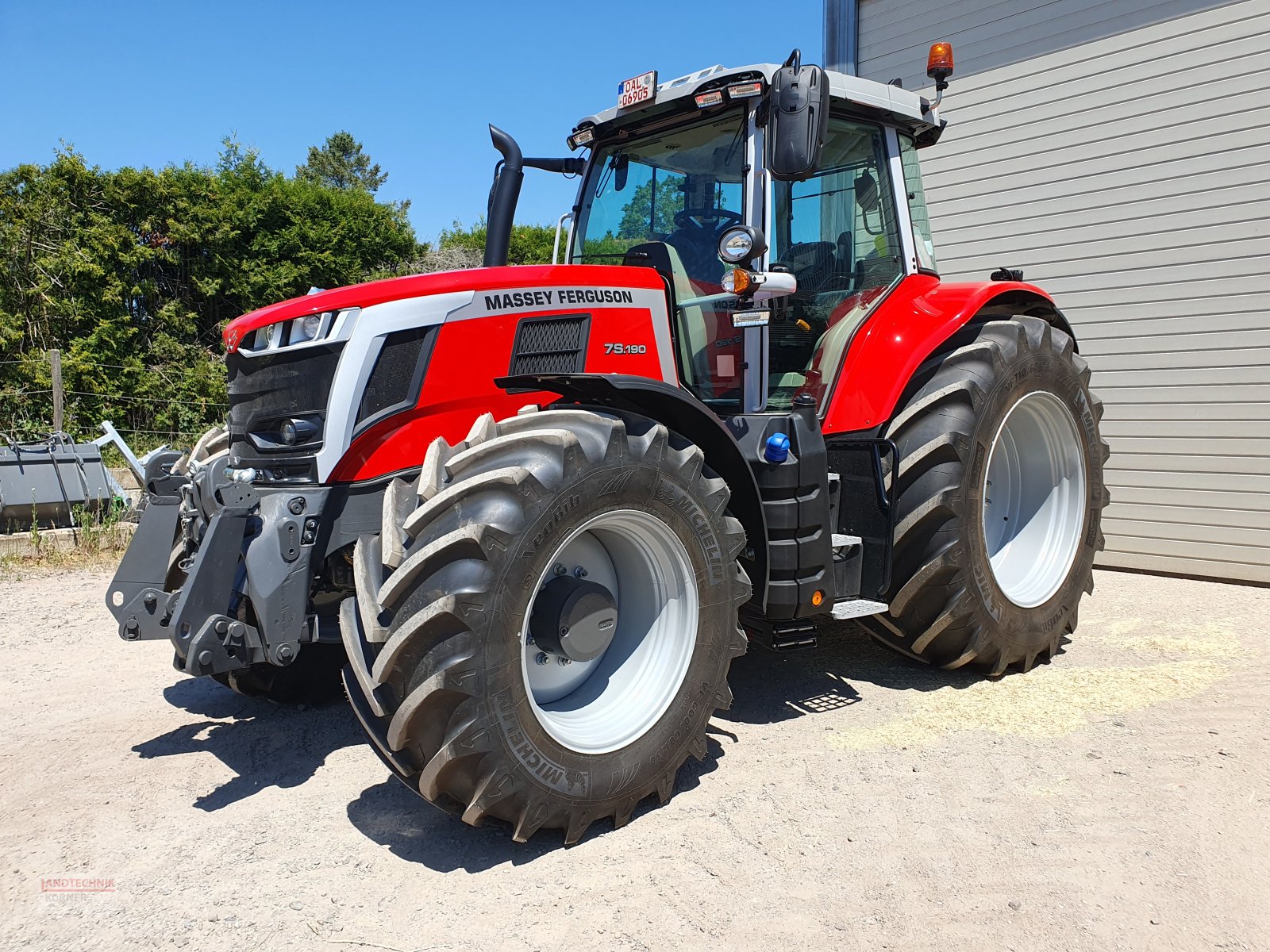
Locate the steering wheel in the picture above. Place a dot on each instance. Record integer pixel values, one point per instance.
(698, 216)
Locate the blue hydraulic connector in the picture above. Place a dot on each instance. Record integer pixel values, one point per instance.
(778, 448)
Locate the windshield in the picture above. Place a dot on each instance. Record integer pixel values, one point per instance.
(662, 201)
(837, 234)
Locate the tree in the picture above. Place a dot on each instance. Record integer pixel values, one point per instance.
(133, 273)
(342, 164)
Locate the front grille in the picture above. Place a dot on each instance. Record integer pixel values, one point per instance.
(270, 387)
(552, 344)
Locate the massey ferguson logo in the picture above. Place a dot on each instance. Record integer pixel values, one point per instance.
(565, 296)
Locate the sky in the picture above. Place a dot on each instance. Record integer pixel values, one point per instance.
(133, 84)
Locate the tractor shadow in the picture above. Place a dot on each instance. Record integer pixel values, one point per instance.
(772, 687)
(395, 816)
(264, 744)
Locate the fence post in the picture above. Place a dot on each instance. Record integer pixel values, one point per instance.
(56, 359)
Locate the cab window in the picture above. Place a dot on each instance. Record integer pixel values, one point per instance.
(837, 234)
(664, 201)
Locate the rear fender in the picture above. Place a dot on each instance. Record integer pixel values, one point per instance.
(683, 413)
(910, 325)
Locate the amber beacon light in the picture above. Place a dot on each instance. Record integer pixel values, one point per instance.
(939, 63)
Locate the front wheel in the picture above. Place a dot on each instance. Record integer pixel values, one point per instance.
• • • •
(Task description): Reproduce the lines above with every "Locate" replaced by "Find" and all else left as it is, leaving out the pictures.

(Solved problem):
Find the steering wheel in the picture above. Place a dot on each instance. Record integer pixel values, one point per instance.
(698, 216)
Find the blue hydraulic connector in the picture above. Place a dot on each instance. Record integer pixel values, one point per instance.
(778, 448)
Find the windshield in the picture above. Place a dot on each instance. Record integer pixel values, one point per instance.
(662, 201)
(837, 234)
Find the tree in the picture above. Place a dot on each instance. Record integer pixel values, one point per instance.
(133, 273)
(342, 164)
Find the front grille in the picture above. Place a dot on each instance. Record integer pixel values, one point per instance.
(270, 387)
(552, 344)
Find the massey ferguson logo in the picture above. Place a dot on each instance. Record integer pixel values, one point per instance.
(565, 296)
Find the sky in the picture above. Place a dot on each instance. Record integer pixel values, one point per instance.
(133, 84)
Find the tractor shadow in the picture above. Place a dot on each instance. Record integer pixel values, one point per instance.
(772, 687)
(395, 816)
(264, 744)
Find the fence post in the picture above. Place a dot on each instance. Record integer pixel values, one point per instance.
(56, 359)
Find the cab window in the picture above. Place a dot on each instance. Record integer pixel values, one point per instance.
(837, 234)
(664, 201)
Find the rear fender in the picture above. Place a dot on each instance. Record integer pixel values, one point per instance.
(683, 413)
(910, 325)
Find the amber beacon light in the picture above. Place a dot on each instance. Record integer pixel values, one point per instance.
(939, 63)
Find the front wheel in the picture above. Place a dot on each instance. Record integer pixel values, one point per instance.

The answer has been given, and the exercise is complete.